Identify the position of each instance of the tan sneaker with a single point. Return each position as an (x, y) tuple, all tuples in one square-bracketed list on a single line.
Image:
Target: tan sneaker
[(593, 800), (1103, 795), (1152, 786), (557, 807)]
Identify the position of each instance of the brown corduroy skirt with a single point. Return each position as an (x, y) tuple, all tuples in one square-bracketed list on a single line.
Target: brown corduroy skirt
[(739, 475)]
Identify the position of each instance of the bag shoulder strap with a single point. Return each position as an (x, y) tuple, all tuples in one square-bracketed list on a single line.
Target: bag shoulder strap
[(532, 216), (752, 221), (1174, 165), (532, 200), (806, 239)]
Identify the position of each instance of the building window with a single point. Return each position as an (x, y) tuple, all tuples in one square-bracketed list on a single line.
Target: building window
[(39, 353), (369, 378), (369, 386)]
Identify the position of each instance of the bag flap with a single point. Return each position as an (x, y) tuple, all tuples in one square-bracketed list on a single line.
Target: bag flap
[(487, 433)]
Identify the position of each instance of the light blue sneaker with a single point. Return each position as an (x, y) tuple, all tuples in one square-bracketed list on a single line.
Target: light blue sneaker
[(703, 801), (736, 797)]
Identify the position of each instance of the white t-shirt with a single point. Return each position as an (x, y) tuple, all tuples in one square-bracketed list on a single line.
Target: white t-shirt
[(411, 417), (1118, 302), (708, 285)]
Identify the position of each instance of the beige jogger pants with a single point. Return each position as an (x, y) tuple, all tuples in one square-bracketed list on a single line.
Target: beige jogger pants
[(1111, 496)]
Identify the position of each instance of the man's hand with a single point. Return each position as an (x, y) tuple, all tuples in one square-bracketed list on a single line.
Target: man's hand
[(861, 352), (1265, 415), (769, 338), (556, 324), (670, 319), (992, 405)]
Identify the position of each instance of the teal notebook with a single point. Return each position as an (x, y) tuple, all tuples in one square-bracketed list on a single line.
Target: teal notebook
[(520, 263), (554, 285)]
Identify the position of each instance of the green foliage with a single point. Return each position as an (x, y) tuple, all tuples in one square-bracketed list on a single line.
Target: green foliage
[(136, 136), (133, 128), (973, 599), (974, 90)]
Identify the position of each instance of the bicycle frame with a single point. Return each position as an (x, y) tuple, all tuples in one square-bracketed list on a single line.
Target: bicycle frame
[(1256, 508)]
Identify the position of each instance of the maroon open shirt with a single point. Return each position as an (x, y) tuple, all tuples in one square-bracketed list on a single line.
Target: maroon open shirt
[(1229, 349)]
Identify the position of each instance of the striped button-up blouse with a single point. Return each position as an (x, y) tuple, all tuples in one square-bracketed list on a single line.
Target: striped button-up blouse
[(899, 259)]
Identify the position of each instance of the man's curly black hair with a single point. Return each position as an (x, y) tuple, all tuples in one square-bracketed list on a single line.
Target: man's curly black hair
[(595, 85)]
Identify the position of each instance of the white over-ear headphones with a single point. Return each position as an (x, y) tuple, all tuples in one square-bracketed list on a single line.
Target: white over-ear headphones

━━━━

### DEINE AUFGABE:
Stelle die Zeilen der Auflistung als nummerierte Liste dar, beginnend mit der Zeile, die „Identify the position of each instance of the brown“ enthält, und weiter bis einschließlich der Zeile, die „[(411, 417), (1118, 302), (708, 285)]“ enthält. Leerzeilen lässt du dabei weg.

### ERGEBNIS:
1. Identify the position of each instance of the brown corduroy skirt with a single point. Return each position as an (x, y) tuple, all tuples in one square-bracketed list on a single line.
2. Target: brown corduroy skirt
3. [(739, 475)]
4. Identify the position of each instance of the bag shoulder strap with a single point. Return each position as an (x, y) tuple, all tuples in one square-bracketed list on a single line.
5. Target: bag shoulder strap
6. [(532, 216), (752, 221), (1174, 165), (532, 200), (806, 239)]
7. Identify the position of each instance of the building window with a single point. Return each position as an (x, y) tuple, all tuples in one square-bracketed list on a single line.
8. Target: building window
9. [(39, 353), (369, 378), (369, 386)]
10. Identify the position of each instance of the bag flap with a single point. Return each position as an (x, y) tuple, all tuples in one square-bracketed list on a single line.
11. Target: bag flap
12. [(487, 433)]
13. Identify the position of each instance of the light blue sneaker with a single point. Return each position as an (x, y) tuple, all tuples in one square-bracketed list on a single line.
14. Target: light blue sneaker
15. [(703, 801), (736, 797)]
16. Identify the position of each instance of the white t-shirt with a single point. Return each position as an (x, y) tuple, all tuples in one square-bracketed list on a single line.
17. Target: white t-shirt
18. [(411, 417), (1118, 302), (708, 285)]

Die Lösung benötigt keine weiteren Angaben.